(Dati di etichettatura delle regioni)
------------------------------------------------------------

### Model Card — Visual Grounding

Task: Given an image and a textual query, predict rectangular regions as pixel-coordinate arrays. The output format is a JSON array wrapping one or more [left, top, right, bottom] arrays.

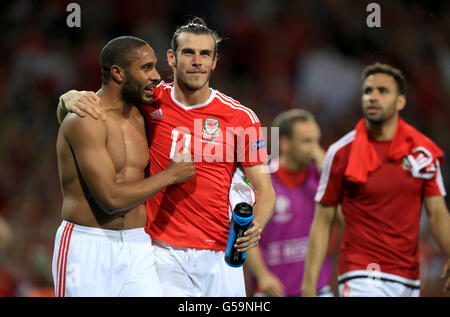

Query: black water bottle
[[225, 203, 253, 267]]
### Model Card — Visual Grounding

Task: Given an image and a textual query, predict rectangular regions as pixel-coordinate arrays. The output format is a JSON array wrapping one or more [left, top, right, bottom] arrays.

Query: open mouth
[[144, 86, 153, 96]]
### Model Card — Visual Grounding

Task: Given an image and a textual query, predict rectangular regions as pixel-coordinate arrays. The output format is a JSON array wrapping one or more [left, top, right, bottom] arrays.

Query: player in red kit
[[56, 18, 275, 296], [302, 63, 450, 296]]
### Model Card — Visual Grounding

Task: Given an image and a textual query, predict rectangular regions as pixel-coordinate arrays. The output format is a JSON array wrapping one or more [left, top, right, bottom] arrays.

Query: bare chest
[[107, 111, 149, 177]]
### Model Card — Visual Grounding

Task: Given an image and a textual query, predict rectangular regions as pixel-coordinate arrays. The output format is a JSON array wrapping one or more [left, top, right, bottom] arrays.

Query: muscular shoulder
[[324, 130, 355, 165], [60, 113, 107, 142]]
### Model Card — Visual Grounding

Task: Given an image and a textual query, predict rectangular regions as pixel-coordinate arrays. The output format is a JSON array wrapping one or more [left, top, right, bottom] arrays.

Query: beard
[[176, 69, 212, 91], [120, 71, 151, 105], [363, 102, 396, 124]]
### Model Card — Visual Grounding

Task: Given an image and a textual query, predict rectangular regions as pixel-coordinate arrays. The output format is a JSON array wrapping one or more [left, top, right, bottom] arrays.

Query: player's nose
[[150, 69, 161, 83]]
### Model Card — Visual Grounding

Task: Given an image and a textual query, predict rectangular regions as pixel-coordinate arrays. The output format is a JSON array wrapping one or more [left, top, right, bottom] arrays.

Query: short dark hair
[[170, 17, 222, 57], [100, 36, 148, 84], [272, 108, 316, 138], [361, 63, 406, 95]]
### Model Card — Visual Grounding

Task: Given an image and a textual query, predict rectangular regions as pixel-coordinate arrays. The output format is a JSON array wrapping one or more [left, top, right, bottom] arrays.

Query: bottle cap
[[234, 203, 253, 218]]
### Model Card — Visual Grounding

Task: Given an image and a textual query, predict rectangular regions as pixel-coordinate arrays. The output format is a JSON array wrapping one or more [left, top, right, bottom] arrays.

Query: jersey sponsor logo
[[250, 139, 266, 151], [150, 109, 164, 120], [203, 118, 219, 134]]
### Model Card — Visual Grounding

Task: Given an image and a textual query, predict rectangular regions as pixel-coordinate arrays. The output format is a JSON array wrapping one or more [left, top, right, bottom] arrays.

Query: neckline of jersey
[[170, 87, 216, 110]]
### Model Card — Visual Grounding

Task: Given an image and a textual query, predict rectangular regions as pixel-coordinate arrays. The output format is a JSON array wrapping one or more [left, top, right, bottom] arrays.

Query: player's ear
[[167, 49, 177, 68], [397, 95, 406, 111], [211, 53, 218, 70], [111, 65, 126, 84], [279, 135, 290, 153]]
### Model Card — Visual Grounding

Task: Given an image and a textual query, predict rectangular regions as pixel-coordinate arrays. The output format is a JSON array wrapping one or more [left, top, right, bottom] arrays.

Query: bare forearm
[[96, 171, 173, 214], [253, 187, 275, 229], [245, 247, 269, 280], [56, 97, 68, 124]]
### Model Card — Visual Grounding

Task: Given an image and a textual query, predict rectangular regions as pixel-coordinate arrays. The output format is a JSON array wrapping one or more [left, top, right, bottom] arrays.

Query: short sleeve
[[423, 160, 447, 197], [314, 146, 345, 206], [235, 111, 268, 167]]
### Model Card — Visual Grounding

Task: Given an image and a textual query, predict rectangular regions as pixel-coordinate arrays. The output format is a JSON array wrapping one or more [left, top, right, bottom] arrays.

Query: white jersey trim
[[216, 92, 259, 124], [436, 159, 447, 196], [314, 130, 356, 202]]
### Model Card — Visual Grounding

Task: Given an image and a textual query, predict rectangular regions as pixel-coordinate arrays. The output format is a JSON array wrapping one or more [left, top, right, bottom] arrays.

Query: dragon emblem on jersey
[[203, 118, 219, 134], [402, 146, 436, 179]]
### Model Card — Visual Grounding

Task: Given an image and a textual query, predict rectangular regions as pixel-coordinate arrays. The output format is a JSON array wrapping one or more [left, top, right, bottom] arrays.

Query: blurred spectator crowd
[[0, 0, 450, 296]]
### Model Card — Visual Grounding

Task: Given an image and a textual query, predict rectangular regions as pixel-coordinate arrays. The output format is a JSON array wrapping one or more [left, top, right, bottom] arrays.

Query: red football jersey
[[315, 130, 445, 280], [141, 82, 267, 251]]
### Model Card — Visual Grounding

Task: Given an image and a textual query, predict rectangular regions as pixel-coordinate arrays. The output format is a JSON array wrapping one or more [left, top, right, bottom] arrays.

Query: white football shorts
[[52, 220, 162, 297]]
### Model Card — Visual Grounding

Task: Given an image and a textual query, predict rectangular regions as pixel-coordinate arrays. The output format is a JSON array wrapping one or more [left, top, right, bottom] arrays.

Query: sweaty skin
[[57, 107, 148, 230]]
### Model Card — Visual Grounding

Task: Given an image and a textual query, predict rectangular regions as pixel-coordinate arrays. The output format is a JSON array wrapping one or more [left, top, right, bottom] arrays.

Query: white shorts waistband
[[60, 220, 151, 243]]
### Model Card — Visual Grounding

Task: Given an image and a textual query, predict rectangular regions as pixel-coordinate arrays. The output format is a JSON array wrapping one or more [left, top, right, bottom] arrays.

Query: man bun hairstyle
[[170, 17, 222, 57]]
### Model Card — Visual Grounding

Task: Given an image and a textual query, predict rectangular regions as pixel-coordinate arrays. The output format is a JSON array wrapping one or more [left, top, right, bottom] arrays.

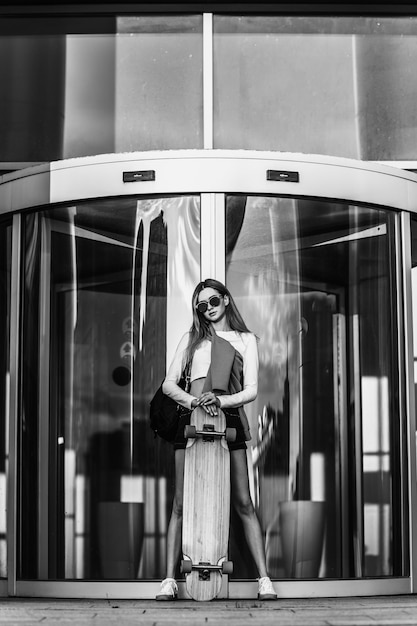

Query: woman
[[156, 279, 277, 600]]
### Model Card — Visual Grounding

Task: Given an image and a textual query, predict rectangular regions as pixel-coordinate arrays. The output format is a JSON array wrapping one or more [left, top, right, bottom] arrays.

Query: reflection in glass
[[0, 15, 203, 162], [0, 220, 12, 578], [213, 15, 417, 160], [226, 196, 406, 578], [19, 196, 200, 579]]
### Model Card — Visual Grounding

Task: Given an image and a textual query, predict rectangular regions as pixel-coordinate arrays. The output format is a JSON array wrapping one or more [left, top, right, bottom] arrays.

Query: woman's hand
[[197, 391, 220, 416]]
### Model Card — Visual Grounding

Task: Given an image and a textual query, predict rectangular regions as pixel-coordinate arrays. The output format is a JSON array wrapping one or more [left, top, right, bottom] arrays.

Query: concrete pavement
[[0, 596, 417, 626]]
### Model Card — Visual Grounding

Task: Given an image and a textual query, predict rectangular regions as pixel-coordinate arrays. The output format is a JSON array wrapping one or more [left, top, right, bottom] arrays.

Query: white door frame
[[0, 150, 417, 598]]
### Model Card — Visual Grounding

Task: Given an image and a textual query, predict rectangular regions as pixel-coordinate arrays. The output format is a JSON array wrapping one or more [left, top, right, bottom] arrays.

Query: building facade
[[0, 2, 417, 598]]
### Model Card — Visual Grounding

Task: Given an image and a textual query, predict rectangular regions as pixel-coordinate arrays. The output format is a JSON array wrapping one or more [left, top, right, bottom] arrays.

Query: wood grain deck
[[183, 408, 230, 600]]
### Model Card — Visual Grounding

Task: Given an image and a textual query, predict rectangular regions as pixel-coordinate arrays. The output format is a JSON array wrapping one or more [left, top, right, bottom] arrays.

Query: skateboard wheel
[[226, 428, 236, 442], [181, 559, 193, 574], [184, 424, 197, 439]]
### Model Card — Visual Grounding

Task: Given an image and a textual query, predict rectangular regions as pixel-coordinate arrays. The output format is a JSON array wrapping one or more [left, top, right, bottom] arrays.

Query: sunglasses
[[195, 296, 223, 313]]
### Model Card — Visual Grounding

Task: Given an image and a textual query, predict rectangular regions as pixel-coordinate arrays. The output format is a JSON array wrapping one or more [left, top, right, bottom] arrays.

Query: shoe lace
[[259, 577, 275, 594], [161, 578, 178, 595]]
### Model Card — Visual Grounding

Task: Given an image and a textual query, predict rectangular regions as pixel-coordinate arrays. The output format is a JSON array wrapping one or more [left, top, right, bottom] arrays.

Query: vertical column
[[6, 215, 21, 596], [203, 13, 213, 150]]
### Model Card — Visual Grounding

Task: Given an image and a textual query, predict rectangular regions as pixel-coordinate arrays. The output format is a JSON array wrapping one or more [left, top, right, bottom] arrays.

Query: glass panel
[[0, 15, 203, 162], [226, 195, 408, 578], [0, 220, 12, 578], [214, 15, 417, 160], [18, 196, 200, 579]]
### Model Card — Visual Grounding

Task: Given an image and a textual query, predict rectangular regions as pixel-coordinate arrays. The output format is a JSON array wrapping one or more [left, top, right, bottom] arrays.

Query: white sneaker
[[258, 576, 278, 600], [155, 578, 178, 601]]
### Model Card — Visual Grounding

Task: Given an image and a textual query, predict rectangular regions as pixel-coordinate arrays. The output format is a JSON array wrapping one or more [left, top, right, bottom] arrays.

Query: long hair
[[186, 278, 250, 363]]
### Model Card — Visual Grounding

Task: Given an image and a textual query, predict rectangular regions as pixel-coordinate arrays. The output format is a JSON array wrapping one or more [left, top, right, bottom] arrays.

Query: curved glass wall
[[214, 15, 417, 160], [0, 13, 417, 170], [17, 196, 200, 579], [0, 15, 203, 169], [17, 186, 409, 580], [225, 195, 408, 578]]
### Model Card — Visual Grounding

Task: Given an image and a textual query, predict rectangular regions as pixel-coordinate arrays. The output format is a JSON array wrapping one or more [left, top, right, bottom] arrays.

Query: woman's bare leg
[[167, 450, 185, 578], [230, 450, 268, 578]]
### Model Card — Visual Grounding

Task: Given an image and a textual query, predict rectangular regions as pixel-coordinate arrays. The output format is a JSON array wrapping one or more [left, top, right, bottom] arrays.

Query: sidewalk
[[0, 596, 417, 626]]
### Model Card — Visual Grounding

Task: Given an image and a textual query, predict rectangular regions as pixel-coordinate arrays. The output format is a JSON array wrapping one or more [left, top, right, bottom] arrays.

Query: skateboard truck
[[184, 424, 236, 442], [181, 559, 233, 581]]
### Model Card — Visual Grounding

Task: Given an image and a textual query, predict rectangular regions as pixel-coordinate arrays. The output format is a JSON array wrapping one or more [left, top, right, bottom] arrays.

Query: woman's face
[[197, 287, 229, 323]]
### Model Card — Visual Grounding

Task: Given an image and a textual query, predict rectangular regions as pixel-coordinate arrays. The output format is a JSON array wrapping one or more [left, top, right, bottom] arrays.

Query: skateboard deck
[[181, 408, 232, 601]]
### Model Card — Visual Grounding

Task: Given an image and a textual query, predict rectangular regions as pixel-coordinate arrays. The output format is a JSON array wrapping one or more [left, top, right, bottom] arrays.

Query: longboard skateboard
[[181, 408, 236, 601]]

------------------------------------------------------------

--- CONSEGNA ---
Puoi riscalare tutto, dall'inizio delle voci fino alla riga che contiene "102, 396, 124]]" compresa, moltiplicando per 0,35 ogni coordinata dei riquadri nelle risposte e arrotondando all'intero più vicino, con le metà per eccesso? Riporta invariato il resto del testo, lasciando fuori le immagini.

--- RISPOSTA ---
### Model Card — Visual Grounding

Task: Given an image and a textual query, predict rectangular regions as pixel-coordinate arrays. The output format is a JSON array wrapping one or more [left, top, right, bottom] arrays.


Query: black water bottle
[[79, 71, 89, 93]]
### Model Card — Visual Grounding

Task: Given an image and a textual query, predict rectangular regions as pixel-coordinate arrays. The output format is a JSON array wrapping one or more [left, top, right, bottom] arrays.

Query: open mouth
[[50, 30, 54, 34]]
### Model Card — Visual Grounding

Task: Given an image and a textual query, predict rectangular regions as pixel-coordinate arrays. The output format is a JSON array wrapping one or more [left, top, right, bottom] arrays.

Query: player in red kit
[[20, 6, 96, 104], [106, 22, 158, 104]]
### Model Card — Visual Grounding

Task: Given an image and a textual query, predict rectangular regions as pixel-coordinate arrays. The output format is a JSON array wrapping one or more [left, top, right, bottom] arrays.

Query: bare chest
[[37, 39, 52, 62]]
### Model Card — Visual Grounding

Task: Given an image and a textual query, predict rectangular regions as pixel-coordinate arrays. The output format is a JSON array wrapping one or more [left, top, right, bottom] arrays.

Query: muscular shoulder
[[113, 46, 124, 58], [21, 40, 37, 50]]
### Model Card — Visual Grounding

Task: Given an image and a textual query, predict rectangular regions as pixel-coordinate arrays. The output format is a JSON array wrapping one or more [left, top, right, bottom] arrays.

Query: beard
[[62, 24, 74, 32], [42, 25, 53, 37], [127, 36, 139, 43]]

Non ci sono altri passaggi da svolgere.